**Goal**:
Give the data below again, word for word.

(Saved data entries)
::::

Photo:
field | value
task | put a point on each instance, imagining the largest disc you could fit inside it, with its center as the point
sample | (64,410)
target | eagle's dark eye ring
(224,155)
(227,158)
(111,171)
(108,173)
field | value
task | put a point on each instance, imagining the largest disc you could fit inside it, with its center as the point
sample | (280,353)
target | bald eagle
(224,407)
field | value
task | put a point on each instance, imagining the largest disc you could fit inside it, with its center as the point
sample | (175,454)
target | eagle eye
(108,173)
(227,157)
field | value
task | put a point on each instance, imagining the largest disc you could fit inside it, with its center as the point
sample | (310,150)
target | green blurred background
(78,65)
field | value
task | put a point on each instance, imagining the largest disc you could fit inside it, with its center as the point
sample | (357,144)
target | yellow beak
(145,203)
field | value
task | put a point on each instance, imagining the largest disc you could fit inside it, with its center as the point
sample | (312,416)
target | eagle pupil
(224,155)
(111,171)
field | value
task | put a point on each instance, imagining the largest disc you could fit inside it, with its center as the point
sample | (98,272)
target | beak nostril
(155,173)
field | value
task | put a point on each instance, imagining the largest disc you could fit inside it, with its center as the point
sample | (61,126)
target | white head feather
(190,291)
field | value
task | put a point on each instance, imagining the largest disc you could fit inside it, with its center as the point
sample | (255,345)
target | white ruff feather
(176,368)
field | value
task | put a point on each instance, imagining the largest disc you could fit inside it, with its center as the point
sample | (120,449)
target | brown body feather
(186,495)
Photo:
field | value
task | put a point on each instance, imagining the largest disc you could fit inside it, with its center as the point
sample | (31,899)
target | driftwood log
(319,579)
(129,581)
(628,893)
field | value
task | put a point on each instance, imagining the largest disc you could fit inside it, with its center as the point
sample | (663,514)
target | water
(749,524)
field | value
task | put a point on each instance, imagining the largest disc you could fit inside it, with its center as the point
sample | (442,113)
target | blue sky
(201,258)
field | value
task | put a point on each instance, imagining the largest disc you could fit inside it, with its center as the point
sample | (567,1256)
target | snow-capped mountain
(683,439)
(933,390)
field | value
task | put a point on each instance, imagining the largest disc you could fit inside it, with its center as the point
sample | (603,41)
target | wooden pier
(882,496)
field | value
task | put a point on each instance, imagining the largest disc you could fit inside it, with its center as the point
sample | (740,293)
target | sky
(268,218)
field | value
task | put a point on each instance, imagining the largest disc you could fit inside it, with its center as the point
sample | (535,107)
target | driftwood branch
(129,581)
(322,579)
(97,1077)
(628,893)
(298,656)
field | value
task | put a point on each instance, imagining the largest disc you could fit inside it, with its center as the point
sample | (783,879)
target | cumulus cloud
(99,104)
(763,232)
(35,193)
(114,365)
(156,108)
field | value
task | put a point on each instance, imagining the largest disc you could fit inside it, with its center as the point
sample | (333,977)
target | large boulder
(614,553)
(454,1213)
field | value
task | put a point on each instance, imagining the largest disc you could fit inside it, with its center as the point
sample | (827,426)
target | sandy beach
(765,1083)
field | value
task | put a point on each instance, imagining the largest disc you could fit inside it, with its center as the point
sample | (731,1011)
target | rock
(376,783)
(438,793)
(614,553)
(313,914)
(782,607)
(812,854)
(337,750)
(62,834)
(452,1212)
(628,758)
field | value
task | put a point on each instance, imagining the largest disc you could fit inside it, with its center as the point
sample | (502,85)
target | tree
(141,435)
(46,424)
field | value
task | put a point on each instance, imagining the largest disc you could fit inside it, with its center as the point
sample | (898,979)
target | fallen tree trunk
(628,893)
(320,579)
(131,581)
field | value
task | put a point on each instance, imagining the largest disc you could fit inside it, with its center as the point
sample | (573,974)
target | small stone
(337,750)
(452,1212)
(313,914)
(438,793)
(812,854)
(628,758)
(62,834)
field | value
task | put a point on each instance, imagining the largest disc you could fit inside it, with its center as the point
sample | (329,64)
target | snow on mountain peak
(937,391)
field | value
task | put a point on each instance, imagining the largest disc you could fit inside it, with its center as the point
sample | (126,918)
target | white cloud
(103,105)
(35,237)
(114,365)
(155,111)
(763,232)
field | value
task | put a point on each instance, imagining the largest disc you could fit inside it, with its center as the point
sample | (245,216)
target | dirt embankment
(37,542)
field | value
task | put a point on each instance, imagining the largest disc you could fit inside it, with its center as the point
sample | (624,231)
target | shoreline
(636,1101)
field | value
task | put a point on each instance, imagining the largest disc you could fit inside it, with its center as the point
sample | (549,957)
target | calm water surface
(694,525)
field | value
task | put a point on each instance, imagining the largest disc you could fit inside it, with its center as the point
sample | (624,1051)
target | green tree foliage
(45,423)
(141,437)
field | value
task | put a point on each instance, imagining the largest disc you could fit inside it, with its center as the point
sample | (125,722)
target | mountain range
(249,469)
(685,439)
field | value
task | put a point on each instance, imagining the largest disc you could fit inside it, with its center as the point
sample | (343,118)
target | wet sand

::::

**Full response**:
Photo:
field | value
task | put a point on each instance, imagining the largest disc you could fit inside it, with its center as the point
sample | (64,410)
target | eagle's dark eye ring
(224,155)
(227,158)
(111,171)
(108,173)
field | value
task | put a point on each instance, imagining the largest disc you could fit inside it, with its center as the point
sample | (280,353)
target | bald eagle
(224,407)
field | value
task | put a point on each instance, imagining the largest disc you could fit inside it, with its center as the point
sample | (175,454)
target | eagle eye
(108,173)
(227,157)
field | value
task | put a point on each instance, imagining the largest disc you could fit inside it, with its center as the point
sample | (310,150)
target | green blurred background
(78,65)
field | value
task | put a point on each instance, imagining the largest disc you could fit inside it, with its center as the point
sample | (357,144)
target | yellow beak
(145,203)
field | value
task | put a point on each instance, imagining the largest disc you could fit inside it, with its center as the point
sample | (312,416)
target | eagle pupil
(224,155)
(111,171)
field | value
task | put a point on each instance, imagining the largest disc you could fit inside it, with its center as the point
sample | (98,272)
target | beak nostril
(155,173)
field | value
task | put a point on each instance, imagining the largest disc you could fit inside it, with its center as the point
sample | (61,126)
target | white head feather
(190,291)
field | value
task | put a point on each instance, imagining the largest disc you could fit inside it, with its center as the point
sample | (255,345)
target | white ruff feather
(176,368)
field | value
task | put a point on each instance, imagining the largest disc you could fit inside it, with its center as the point
sample | (120,449)
target | brown body feather
(186,495)
Photo:
field | value
task | put a point on each instance, imagining the largest disc you could fit inside it, with its center as the point
sample | (31,899)
target | driftwood log
(319,579)
(129,581)
(628,893)
field | value
task | put a point on each instance, imagining the largest disc you could fit inside it, with its center as the point
sample | (663,514)
target | water
(749,524)
field | value
task | put a point on each instance, imagining the largest disc you could fit inside it, with its center as the point
sample | (442,113)
target | blue sky
(201,258)
field | value
task | put a point on each instance, imagining the largest disc you could fit inside it, with its center as the point
sample | (567,1256)
target | snow-capped mountain
(683,439)
(933,390)
field | value
task | put a point on each instance, imagining the largest disc you could fit inside it, with its center as the point
sample | (603,41)
target | wooden pier
(882,496)
field | value
task | put a point on each instance, imagining the largest disc you could fit inside it, with its center as the point
sample | (740,293)
target | sky
(268,218)
field | value
task | put a point on each instance, imagining the largest disc you could fit inside it, with its center as the point
sample | (535,107)
target | driftwood branch
(129,581)
(322,579)
(97,1077)
(628,893)
(298,656)
field | value
task | put a point on each instance, imagining the largest disc you could fit inside it, with its center as the point
sample | (783,879)
target | cumulus cloud
(99,104)
(763,232)
(35,193)
(114,365)
(156,108)
field | value
task | put a point on each instance, imagining the largest disc you could fit inside it, with its center as the point
sample | (333,977)
target | large boulder
(614,553)
(454,1213)
field | value
task | put a point on each instance, imagining the largest disc you could fit inside it, with its center as the point
sample | (827,426)
target | sandy beach
(765,1083)
field | value
task | put a point on each instance, imagining the largest disc you could fit inside it, with its center as the point
sample | (731,1011)
target | rock
(376,783)
(438,793)
(614,553)
(313,914)
(782,607)
(812,854)
(337,750)
(62,834)
(452,1212)
(628,758)
field | value
task | put a point on each instance, imagining the largest disc you could fit inside it, with its center as the point
sample | (502,85)
target | tree
(141,435)
(46,424)
field | value
task | put a point on each instance, imagining the largest disc you could fit inside it, with its center as the point
sample | (898,979)
target | fallen tree trunk
(628,893)
(320,579)
(131,581)
field | value
task | put a point on each instance, imagining the largest disc you could fit inside it, with its center as the point
sample | (573,974)
target | small stone
(337,750)
(452,1212)
(313,914)
(438,793)
(812,854)
(628,758)
(62,834)
field | value
task | put a point on each instance, imagining the largest disc you could fit inside it, with its center as the point
sample | (329,64)
target | snow on mountain peak
(937,391)
field | value
task | put a point on each instance, imagining the largest disc you could fit inside it, with its center as the point
sample | (126,918)
target | white cloud
(103,105)
(35,237)
(114,365)
(155,111)
(763,232)
field | value
task | put a point on each instance, imagining the largest disc you could fit inside it, with its center as the point
sample | (245,216)
target | dirt embankment
(37,542)
field | value
task | put a point on each instance, imagining the largest disc you could fit inside it, with its center as the point
sample | (624,231)
target | shoreline
(636,1101)
field | value
task | put a point on each instance, imagining the largest disc you could fit inside it, with its center as the point
sample | (549,957)
target | calm water surface
(694,525)
field | value
task | put a point on each instance, imagining the largest disc you could fit inside it, with its center as the point
sample | (624,1051)
target | green tree foliage
(45,423)
(141,437)
field | value
task | put a point on each instance, imagining the largest disc you could fit inside it, with its center as the point
sample | (125,722)
target | mountain range
(249,469)
(685,439)
field | value
task | put a point on each instance, imagining the largest disc you could fit inside it, with its center as the point
sample | (343,118)
target | wet sand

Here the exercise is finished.